## What you need to do:
Copy word for word the part of the Hostile Planet passage below that begins with the words containing "A few months" and ends with "sort of way.".

A few months ago, I had the opportunity to view a few scenes from a new show on National Geographic called Hostile Planet (Mondays, 9 PM/8 CT). Being an avid nature enthusiast, I was thrilled to spend some time with God’s creation since I don’t get outdoors as much I would like. However, I found myself cringing quite a bit as I watched. Perhaps it’s because I have an idyllic view of how nature works. Yes, I’m sure it can get rough from time to time, but do baby birds really have to suffer the consequences of learning to fly in the form of smashing their heads repeatedly against the side of a mountain as gravity takes them hundreds of feet to the ground? Somehow, I found myself intrigued, in a macabre sort of way.

## Recorded data:
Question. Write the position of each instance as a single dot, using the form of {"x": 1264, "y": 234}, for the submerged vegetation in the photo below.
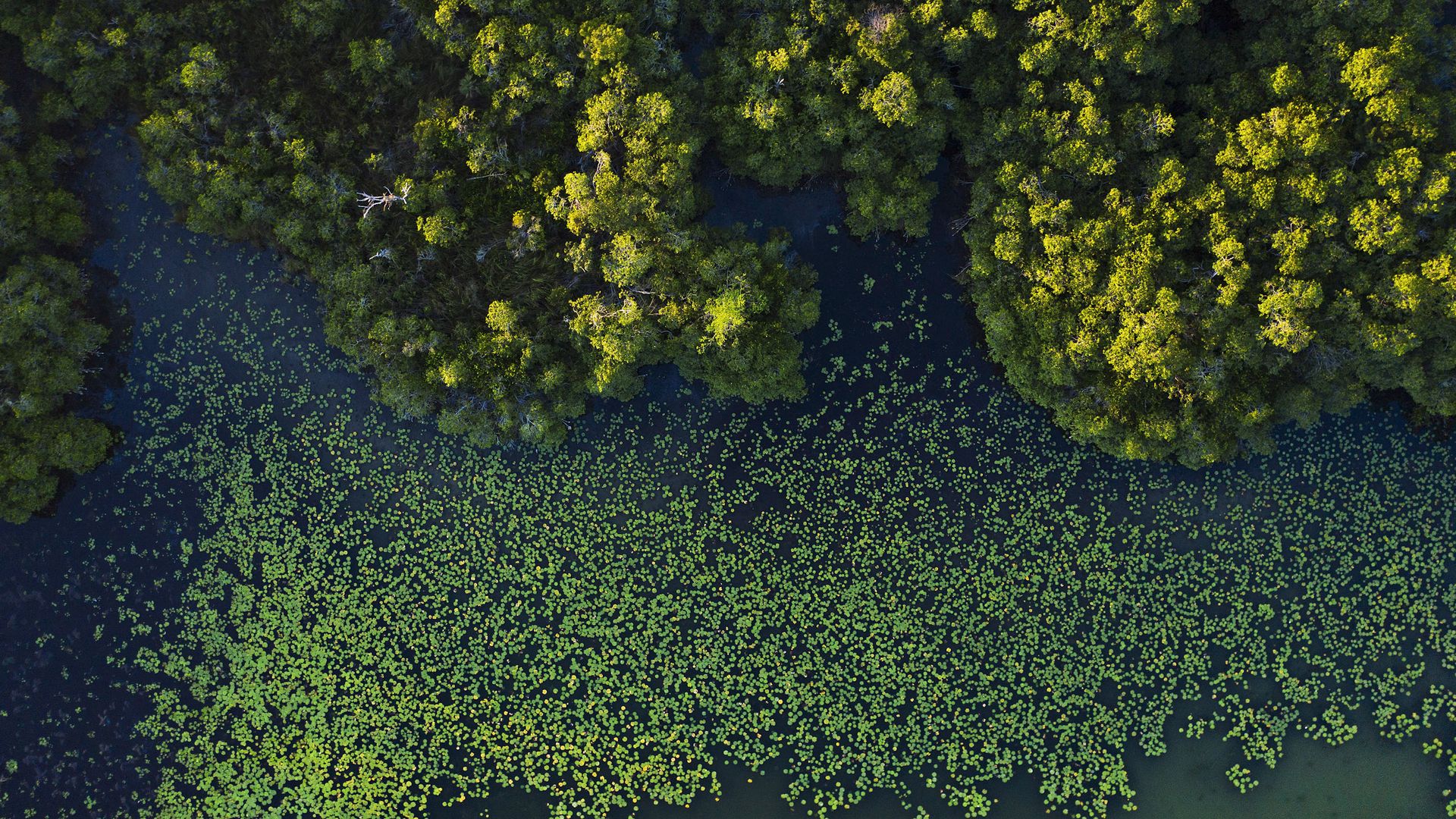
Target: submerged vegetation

## Full solution:
A few months ago, I had the opportunity to view a few scenes from a new show on National Geographic called Hostile Planet (Mondays, 9 PM/8 CT). Being an avid nature enthusiast, I was thrilled to spend some time with God’s creation since I don’t get outdoors as much I would like. However, I found myself cringing quite a bit as I watched. Perhaps it’s because I have an idyllic view of how nature works. Yes, I’m sure it can get rough from time to time, but do baby birds really have to suffer the consequences of learning to fly in the form of smashing their heads repeatedly against the side of a mountain as gravity takes them hundreds of feet to the ground? Somehow, I found myself intrigued, in a macabre sort of way.